Coordinate annotation entries:
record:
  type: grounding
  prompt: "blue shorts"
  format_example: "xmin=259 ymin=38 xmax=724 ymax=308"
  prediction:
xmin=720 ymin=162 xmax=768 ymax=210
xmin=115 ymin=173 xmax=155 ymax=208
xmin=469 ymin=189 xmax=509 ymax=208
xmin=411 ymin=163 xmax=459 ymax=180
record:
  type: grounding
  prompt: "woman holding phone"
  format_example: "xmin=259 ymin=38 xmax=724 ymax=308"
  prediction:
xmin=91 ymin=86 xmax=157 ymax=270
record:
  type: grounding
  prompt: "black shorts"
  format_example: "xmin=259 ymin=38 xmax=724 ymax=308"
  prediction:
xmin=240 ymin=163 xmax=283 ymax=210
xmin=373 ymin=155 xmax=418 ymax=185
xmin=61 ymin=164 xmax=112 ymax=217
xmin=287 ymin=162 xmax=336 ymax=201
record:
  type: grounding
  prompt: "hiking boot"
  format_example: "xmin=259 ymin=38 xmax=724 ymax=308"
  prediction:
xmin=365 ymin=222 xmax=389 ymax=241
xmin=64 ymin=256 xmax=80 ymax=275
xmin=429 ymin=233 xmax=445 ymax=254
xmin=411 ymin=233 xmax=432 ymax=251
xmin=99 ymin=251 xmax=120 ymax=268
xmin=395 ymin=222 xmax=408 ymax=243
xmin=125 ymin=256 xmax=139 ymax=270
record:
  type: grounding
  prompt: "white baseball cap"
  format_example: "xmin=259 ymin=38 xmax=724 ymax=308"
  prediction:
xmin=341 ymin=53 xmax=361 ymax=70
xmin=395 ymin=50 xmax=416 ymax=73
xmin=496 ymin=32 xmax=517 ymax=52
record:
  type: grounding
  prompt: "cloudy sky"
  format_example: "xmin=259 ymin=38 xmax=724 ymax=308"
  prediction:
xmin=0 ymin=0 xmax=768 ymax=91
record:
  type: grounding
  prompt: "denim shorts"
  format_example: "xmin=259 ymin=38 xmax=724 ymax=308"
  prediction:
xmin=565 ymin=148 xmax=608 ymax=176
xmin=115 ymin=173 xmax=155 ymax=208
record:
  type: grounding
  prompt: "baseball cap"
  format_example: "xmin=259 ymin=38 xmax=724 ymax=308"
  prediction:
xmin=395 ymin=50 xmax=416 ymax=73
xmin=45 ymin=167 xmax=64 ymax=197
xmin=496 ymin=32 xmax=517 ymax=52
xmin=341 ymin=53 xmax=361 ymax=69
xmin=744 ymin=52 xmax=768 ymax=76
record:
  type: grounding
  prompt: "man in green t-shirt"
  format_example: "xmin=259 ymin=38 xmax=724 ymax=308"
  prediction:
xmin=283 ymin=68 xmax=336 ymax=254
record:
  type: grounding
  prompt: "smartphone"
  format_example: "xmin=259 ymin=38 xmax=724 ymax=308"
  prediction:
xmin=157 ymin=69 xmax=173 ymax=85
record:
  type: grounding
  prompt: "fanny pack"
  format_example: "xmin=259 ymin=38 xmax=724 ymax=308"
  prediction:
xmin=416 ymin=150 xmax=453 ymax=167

GIVEN EXERCISE: Rewrite the records from the beginning through the line that contains "xmin=411 ymin=163 xmax=459 ymax=180". Shift each coordinate in the answers up by 53, and keep all other text, including the requests, unchanged.

THE ANSWER:
record:
  type: grounding
  prompt: "blue shorts"
  format_example: "xmin=259 ymin=38 xmax=724 ymax=308"
  prediction:
xmin=773 ymin=215 xmax=821 ymax=263
xmin=168 ymin=226 xmax=208 ymax=261
xmin=522 ymin=242 xmax=562 ymax=261
xmin=464 ymin=216 xmax=512 ymax=233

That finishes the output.